▶ _Directive_
How many lines in the entries below contain the word "tree"? Matches must have the same case, and the reply should be the number alone.

┌────────

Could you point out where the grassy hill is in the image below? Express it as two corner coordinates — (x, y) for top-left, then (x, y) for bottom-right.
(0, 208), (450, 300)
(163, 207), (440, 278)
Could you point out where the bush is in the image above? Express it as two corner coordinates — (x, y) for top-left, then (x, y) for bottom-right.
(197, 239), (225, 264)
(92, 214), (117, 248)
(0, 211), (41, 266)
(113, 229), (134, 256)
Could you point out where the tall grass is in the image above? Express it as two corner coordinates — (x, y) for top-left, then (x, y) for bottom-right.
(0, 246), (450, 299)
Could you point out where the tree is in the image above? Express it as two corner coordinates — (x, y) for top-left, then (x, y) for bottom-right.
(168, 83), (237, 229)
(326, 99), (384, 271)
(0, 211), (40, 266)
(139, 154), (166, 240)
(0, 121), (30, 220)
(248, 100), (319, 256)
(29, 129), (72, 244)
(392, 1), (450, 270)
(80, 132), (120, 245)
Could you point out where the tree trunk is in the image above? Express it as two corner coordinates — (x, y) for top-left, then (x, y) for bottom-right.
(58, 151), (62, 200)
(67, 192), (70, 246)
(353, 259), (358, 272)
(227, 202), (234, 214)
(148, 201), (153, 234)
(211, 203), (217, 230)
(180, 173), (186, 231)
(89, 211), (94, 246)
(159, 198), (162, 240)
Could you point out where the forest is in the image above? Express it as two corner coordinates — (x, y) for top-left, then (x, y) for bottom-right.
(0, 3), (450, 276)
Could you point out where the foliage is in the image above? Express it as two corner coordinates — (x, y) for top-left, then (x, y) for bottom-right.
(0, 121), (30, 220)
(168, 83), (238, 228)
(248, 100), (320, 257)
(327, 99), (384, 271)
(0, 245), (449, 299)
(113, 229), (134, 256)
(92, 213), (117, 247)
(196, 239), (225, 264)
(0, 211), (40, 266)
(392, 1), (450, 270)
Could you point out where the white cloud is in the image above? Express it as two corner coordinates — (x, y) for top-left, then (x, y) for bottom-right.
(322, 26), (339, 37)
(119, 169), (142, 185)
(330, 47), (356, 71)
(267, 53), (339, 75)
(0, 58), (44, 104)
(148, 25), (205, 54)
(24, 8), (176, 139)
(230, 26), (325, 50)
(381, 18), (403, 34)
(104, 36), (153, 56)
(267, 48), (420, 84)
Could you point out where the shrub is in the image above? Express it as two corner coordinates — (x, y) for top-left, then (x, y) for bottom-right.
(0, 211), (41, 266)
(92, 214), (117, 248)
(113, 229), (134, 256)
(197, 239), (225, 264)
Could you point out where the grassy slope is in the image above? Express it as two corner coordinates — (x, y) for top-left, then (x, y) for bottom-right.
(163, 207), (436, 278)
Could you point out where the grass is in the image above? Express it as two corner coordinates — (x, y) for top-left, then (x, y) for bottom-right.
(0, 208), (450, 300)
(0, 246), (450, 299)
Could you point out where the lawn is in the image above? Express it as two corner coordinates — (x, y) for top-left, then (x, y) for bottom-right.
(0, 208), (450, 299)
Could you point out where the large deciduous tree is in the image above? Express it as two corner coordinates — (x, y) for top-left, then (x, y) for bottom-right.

└────────

▶ _Complete response_
3